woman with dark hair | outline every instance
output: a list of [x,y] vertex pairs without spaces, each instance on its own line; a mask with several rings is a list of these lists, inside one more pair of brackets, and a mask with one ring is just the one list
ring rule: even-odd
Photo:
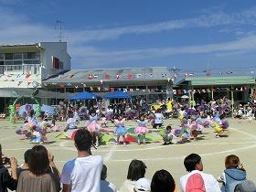
[[240,158],[235,155],[226,157],[225,168],[218,181],[222,183],[222,192],[233,192],[238,184],[246,180],[246,171],[240,164]]
[[16,192],[59,191],[59,177],[52,173],[50,165],[55,166],[53,157],[46,147],[34,146],[28,158],[29,171],[21,173]]
[[159,170],[155,173],[151,181],[151,192],[174,192],[176,183],[172,175],[166,170]]
[[144,177],[146,165],[140,160],[133,159],[128,169],[127,179],[122,185],[119,192],[133,192],[137,180]]
[[[10,176],[8,170],[4,165],[5,164],[10,164],[12,169],[12,176]],[[7,188],[10,190],[16,190],[16,159],[11,157],[8,159],[2,158],[2,146],[0,144],[0,191],[7,192]]]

§ **Aim**: Copy every line of the items above word for word, leaving out the pictures.

§ **Response for this exercise**:
woman with dark hair | outline every instance
output: a list of [x,y] vertex pairs without spaces, each instance on its own line; a mask with several rings is a list of these lists, inside one more pair of brackets, and a mask with one ring is just the one list
ring rule: even-odd
Photo:
[[240,158],[235,155],[226,157],[225,168],[218,181],[222,183],[222,192],[233,192],[238,184],[246,180],[246,171],[240,164]]
[[16,192],[59,191],[59,177],[52,173],[50,165],[55,166],[53,157],[46,147],[34,146],[28,158],[29,171],[21,173]]
[[159,170],[155,173],[151,181],[151,192],[174,192],[176,183],[172,175],[166,170]]
[[144,177],[146,165],[140,160],[133,159],[128,169],[127,179],[122,185],[119,192],[133,192],[137,180]]
[[[10,176],[8,170],[4,165],[5,164],[10,164],[12,169],[12,176]],[[7,188],[10,190],[16,190],[16,159],[11,157],[8,159],[2,158],[2,146],[0,144],[0,191],[7,192]]]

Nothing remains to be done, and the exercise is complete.